** Source document follows **

I was just reading Retriever‘s Poppy Day post, and I was overcome by the power of her words. Whatever we call today, it is above all else a day to honor all of the men and women who have fought in foreign wars (or “conflicts”) and survived to return to their home here in the United States of America and to all who serve our great nation.
Following are two of my favorite of the Great War poems. They are . . . powerful.
In Flanders Fields
Lt. Col. John McCrae
In Flanders fields the poppies blow
Between the crosses, row on row
That mark our place; and in the sky
The larks, still bravely singing, fly
Scarce heard amid the guns below.
We are the dead. Short days ago
We lived, felt dawn, saw sunset glow,
Loved and were loved, and now we lie
In Flanders fields.
Take up our quarrel with the foe:
To you from failing hands we throw
The torch; be yours to hold it high.
If ye break faith with us who die
We shall not sleep, though poppies grow
In Flanders fields.
Dulce Et Decorum Est
Bent double, like old beggars under sacks,
Knock-kneed, coughing like hags, we cursed through sludge,
Till on the haunting flares we turned our backs
And towards our distant rest began to trudge.
Men marched asleep. Many had lost their boots
But limped on, blood-shod. All went lame; all blind;
Drunk with fatigue; deaf even to the hoots
Of disappointed shells that dropped behind.
GAS! Gas! Quick, boys!– An ecstasy of fumbling,
Fitting the clumsy helmets just in time;
But someone still was yelling out and stumbling
And floundering like a man in fire or lime.–
Dim, through the misty panes and thick green light
As under a green sea, I saw him drowning.

** End of Source document **
** Dataset follows **

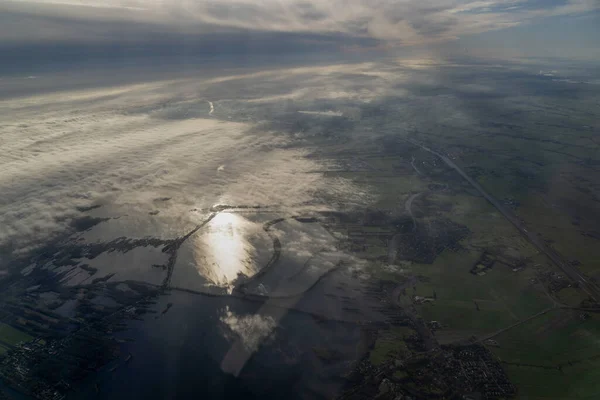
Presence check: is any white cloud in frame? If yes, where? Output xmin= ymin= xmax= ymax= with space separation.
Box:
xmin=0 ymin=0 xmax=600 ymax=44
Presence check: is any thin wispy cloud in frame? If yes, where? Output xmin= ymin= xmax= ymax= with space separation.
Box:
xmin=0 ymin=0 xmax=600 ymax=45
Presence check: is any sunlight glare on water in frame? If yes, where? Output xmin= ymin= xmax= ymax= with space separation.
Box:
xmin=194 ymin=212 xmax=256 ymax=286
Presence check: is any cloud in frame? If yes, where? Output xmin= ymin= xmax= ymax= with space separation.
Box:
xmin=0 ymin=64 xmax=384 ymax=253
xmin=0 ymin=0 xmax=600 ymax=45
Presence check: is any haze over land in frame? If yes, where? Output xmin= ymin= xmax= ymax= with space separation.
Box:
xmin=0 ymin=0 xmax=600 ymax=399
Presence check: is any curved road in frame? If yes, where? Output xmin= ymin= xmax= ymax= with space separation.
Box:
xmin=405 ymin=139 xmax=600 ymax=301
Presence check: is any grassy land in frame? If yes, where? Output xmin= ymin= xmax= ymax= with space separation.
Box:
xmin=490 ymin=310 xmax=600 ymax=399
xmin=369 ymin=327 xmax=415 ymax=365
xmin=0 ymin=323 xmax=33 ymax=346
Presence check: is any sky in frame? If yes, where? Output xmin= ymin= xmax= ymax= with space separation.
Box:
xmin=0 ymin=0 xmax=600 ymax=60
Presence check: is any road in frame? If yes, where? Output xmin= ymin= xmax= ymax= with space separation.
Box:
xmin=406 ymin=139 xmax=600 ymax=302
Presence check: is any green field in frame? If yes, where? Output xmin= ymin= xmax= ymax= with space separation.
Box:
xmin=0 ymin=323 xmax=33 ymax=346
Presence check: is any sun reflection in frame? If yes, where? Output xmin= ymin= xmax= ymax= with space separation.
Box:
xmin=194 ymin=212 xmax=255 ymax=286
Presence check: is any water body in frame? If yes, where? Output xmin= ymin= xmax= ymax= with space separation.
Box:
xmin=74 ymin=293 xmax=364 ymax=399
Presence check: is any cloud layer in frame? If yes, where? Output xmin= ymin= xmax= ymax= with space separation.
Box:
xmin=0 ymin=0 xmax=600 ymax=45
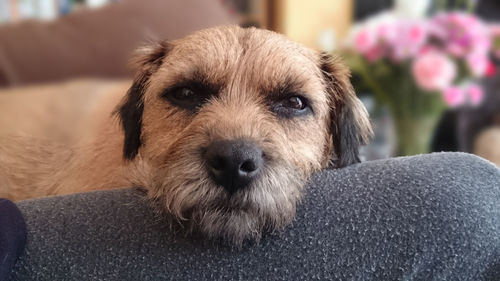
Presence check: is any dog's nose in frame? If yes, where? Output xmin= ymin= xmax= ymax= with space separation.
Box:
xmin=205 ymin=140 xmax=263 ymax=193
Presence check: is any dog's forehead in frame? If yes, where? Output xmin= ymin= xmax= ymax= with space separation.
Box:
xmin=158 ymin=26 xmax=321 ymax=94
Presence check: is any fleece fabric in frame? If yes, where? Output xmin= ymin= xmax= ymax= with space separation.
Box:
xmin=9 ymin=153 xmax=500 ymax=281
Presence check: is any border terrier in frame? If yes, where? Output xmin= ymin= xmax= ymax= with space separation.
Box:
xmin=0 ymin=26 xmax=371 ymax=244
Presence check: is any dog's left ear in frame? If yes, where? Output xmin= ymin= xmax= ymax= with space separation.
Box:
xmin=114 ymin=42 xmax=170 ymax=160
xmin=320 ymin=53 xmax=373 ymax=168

** End of Dataset **
** Dataset follows **

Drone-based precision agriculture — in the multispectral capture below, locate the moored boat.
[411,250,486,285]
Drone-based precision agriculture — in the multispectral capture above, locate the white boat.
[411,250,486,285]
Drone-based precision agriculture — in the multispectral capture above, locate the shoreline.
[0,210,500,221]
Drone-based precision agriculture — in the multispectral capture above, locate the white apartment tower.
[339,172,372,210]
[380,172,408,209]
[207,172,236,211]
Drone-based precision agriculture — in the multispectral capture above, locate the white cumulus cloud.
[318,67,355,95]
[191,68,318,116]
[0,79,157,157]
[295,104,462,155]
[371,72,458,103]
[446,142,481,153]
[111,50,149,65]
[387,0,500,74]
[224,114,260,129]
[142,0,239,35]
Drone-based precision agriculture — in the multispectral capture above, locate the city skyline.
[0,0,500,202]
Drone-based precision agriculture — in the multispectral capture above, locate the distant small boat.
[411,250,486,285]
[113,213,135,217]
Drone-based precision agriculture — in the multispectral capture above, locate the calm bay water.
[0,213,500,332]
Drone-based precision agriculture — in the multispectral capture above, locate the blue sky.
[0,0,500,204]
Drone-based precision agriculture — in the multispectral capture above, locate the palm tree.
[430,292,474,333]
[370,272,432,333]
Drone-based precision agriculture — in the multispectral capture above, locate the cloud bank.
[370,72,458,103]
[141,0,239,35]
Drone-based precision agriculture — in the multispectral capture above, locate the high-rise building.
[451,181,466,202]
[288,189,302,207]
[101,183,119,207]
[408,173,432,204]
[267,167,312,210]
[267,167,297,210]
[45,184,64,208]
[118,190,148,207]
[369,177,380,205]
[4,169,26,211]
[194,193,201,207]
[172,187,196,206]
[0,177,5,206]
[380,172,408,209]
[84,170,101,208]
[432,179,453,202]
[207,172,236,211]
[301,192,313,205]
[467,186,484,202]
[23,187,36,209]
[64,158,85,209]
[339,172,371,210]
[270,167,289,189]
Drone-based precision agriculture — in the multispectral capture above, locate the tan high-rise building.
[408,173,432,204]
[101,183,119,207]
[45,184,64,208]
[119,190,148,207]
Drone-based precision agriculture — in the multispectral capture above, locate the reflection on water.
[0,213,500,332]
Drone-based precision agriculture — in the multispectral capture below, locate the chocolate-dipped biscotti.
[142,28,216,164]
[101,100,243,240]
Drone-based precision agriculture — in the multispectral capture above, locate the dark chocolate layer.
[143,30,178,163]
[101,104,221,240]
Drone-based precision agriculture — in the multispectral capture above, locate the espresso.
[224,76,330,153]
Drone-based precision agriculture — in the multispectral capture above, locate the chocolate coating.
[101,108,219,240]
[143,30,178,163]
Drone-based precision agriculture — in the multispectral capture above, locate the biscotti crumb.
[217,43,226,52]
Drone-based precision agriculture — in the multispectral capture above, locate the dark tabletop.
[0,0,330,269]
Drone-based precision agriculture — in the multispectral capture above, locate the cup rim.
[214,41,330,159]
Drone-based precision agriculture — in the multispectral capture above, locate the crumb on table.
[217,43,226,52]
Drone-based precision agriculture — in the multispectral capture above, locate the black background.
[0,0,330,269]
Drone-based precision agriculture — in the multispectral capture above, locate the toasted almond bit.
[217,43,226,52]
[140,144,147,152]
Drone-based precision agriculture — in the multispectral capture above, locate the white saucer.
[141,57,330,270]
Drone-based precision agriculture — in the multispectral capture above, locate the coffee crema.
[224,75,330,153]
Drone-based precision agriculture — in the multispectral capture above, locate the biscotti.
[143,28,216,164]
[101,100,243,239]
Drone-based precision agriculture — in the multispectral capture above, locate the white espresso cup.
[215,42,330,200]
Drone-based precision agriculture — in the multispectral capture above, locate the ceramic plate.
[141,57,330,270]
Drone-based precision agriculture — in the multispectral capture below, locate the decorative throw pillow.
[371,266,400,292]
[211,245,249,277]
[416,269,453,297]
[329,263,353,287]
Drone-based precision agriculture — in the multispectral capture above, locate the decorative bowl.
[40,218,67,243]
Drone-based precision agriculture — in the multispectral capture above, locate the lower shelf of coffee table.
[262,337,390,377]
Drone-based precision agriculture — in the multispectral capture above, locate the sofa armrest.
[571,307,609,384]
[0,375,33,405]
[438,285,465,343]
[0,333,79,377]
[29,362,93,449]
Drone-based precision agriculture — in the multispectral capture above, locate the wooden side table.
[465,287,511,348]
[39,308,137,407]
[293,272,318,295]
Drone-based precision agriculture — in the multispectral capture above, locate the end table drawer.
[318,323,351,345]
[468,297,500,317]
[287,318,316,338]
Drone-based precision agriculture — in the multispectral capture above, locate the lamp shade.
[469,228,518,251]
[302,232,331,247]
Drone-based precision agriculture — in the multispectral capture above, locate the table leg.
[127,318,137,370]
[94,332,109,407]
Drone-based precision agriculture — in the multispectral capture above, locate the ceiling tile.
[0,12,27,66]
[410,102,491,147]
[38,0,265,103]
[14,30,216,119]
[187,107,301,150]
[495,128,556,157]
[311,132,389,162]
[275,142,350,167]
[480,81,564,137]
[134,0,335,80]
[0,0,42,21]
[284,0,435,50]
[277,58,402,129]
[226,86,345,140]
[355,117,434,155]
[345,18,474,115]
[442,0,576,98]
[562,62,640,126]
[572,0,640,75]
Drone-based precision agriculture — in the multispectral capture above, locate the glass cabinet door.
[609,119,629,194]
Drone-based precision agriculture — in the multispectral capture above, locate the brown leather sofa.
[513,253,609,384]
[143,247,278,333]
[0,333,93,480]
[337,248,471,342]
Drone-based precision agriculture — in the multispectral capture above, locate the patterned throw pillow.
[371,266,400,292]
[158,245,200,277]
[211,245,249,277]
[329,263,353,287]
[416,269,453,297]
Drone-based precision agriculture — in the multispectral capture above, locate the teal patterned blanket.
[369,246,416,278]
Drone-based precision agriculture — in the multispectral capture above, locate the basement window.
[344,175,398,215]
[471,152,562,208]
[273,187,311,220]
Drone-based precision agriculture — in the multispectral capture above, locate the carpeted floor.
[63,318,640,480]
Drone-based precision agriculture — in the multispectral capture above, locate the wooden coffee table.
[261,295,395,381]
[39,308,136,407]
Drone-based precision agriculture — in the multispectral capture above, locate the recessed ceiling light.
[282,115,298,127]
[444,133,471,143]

** End of Dataset **
** Dataset follows **

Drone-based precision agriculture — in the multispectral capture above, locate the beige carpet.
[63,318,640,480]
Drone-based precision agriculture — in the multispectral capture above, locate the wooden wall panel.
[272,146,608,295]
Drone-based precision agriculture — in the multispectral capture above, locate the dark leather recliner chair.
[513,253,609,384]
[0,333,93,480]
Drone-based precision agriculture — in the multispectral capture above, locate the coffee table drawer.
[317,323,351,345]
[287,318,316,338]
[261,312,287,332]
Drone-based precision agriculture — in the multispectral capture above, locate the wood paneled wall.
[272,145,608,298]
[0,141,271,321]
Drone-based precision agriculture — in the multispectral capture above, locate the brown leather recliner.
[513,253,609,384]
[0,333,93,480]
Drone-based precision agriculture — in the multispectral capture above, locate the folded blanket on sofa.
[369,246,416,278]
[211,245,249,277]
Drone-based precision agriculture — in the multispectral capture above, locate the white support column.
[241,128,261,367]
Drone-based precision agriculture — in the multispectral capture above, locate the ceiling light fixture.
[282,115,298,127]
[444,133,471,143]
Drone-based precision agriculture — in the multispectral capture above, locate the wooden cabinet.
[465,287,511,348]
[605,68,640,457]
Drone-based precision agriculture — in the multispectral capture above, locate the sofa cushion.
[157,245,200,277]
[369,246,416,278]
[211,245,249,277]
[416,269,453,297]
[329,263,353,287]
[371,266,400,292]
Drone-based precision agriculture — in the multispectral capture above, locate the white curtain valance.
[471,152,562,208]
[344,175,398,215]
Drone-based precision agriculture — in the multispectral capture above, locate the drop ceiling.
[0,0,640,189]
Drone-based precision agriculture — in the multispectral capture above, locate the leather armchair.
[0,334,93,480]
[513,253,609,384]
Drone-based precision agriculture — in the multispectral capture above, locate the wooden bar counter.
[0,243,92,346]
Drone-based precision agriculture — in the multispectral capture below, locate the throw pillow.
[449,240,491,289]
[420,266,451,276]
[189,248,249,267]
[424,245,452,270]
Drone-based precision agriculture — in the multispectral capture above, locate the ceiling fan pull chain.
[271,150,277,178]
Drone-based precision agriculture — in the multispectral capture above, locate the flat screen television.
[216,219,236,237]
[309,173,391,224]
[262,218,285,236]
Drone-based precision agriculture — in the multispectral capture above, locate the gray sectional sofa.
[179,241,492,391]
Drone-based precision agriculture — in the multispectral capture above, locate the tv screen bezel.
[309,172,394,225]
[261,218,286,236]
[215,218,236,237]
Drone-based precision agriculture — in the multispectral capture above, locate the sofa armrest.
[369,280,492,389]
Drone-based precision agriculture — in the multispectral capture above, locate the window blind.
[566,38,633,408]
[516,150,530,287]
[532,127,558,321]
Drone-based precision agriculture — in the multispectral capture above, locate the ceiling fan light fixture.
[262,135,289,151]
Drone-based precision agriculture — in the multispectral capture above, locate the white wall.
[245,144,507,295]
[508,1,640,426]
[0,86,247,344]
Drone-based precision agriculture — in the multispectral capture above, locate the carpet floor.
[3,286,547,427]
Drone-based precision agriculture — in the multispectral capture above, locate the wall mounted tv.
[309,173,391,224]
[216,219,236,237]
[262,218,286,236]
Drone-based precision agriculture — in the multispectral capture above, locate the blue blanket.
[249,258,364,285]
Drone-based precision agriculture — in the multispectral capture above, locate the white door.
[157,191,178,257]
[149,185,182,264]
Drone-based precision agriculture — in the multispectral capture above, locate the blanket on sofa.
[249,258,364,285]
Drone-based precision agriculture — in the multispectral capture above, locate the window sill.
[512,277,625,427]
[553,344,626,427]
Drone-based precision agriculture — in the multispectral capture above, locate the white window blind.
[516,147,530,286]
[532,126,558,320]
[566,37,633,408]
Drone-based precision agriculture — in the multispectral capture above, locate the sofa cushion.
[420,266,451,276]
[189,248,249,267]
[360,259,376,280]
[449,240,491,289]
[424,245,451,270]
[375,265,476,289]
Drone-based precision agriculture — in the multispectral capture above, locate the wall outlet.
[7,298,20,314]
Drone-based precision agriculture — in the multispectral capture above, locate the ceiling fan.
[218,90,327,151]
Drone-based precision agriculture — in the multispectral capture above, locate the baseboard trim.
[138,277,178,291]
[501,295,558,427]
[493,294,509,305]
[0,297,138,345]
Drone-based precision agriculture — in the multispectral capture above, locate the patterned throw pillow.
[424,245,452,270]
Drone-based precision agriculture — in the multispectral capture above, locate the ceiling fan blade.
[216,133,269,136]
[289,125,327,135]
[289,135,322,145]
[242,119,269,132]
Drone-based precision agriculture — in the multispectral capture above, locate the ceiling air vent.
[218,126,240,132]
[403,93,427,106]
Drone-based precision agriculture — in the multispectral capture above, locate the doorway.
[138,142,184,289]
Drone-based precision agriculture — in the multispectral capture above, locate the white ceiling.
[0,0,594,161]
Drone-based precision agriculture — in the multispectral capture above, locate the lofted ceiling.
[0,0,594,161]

** End of Dataset **

Activity list:
A - From the post on Great War poems, give the passage from "Take up our" to "began to trudge." again, swapping "torch" for "flame".
B - Continue the post on Great War poems from the point where it stops.

Answers by task:
A -
Take up our quarrel with the foe:
To you from failing hands we throw
The flame; be yours to hold it high.
If ye break faith with us who die
We shall not sleep, though poppies grow
In Flanders fields.
Dulce Et Decorum Est
Bent double, like old beggars under sacks,
Knock-kneed, coughing like hags, we cursed through sludge,
Till on the haunting flares we turned our backs
And towards our distant rest began to trudge.

B -
In all my dreams, before my helpless sight,
He plunges at me, guttering, choking, drowning.
If in some smothering dreams you too could pace
Behind the wagon that we flung him in,
And watch the white eyes writhing in his face,
His hanging face, like a devil’s sick of sin;
If you could hear, at every jolt, the blood
Come gargling from the froth-corrupted lungs,
Obscene as cancer, bitter as the cud
Of vile, incurable sores on innocent tongues,–
My friend, you would not tell with such high zest
To children ardent for some desperate glory,
The old Lie: Dulce et decorum est
Pro patria mori.
Memorial Day is terribly poignant and significant as we remember our fallen, and now, on Veterans’ Day we remember–celebrate, thank, honor–those who did not die in battle, but who would bravely, gladly have done so to protect our nation, our flag, and our freedoms. While they didn’t pay the ultimate price, they gave so much of their lives, time, emotion, psyche, strength, courage, and bodies. They live each day with the horrors they experienced in the name of our freedom, and for all this, I believe that on this day of all days, each and every veteran deserves our respect and gratitude for their service to our country.